══ Stored rows
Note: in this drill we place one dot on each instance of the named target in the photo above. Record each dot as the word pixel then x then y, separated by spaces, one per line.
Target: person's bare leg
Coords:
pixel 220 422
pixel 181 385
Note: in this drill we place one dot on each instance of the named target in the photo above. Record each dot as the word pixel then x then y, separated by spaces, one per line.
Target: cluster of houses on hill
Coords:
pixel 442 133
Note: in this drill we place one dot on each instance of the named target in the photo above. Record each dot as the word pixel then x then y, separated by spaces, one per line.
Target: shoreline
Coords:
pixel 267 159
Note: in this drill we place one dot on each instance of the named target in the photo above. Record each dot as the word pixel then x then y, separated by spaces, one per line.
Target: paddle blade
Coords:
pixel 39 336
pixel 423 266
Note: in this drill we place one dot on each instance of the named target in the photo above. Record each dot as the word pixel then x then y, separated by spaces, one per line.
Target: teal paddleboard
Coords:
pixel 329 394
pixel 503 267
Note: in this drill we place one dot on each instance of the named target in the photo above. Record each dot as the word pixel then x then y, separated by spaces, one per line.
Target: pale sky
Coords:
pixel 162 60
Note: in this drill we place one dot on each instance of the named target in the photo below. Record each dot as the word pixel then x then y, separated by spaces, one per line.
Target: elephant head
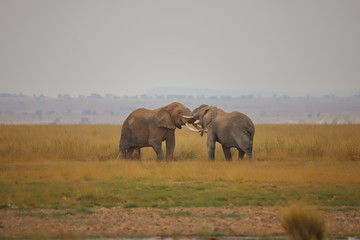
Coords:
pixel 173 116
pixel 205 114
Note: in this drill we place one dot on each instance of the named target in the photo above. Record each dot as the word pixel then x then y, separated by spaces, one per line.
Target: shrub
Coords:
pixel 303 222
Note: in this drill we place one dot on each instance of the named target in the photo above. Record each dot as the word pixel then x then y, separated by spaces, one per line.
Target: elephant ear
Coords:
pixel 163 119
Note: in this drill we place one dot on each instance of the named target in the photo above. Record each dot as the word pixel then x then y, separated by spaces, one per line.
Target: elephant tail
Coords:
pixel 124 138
════
══ Stored rows
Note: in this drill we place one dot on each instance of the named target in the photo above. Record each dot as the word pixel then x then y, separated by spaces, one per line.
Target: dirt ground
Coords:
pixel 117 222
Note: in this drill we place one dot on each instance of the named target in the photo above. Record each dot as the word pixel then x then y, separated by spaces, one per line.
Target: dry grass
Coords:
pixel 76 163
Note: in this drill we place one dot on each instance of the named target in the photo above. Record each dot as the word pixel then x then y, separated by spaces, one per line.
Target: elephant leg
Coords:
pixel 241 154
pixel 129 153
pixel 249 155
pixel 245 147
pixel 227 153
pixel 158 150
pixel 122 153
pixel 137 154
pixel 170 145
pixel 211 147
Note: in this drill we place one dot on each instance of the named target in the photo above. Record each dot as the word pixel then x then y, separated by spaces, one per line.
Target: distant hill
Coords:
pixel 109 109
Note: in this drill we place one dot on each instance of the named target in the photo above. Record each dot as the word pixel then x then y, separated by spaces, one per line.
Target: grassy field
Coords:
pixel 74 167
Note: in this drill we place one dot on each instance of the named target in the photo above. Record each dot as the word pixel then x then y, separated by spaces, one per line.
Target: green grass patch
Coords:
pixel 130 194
════
(What to do): State how many lines of the records above contain the string "elephant", matching case exactly. Reply with the number only.

(Solved exercise): 4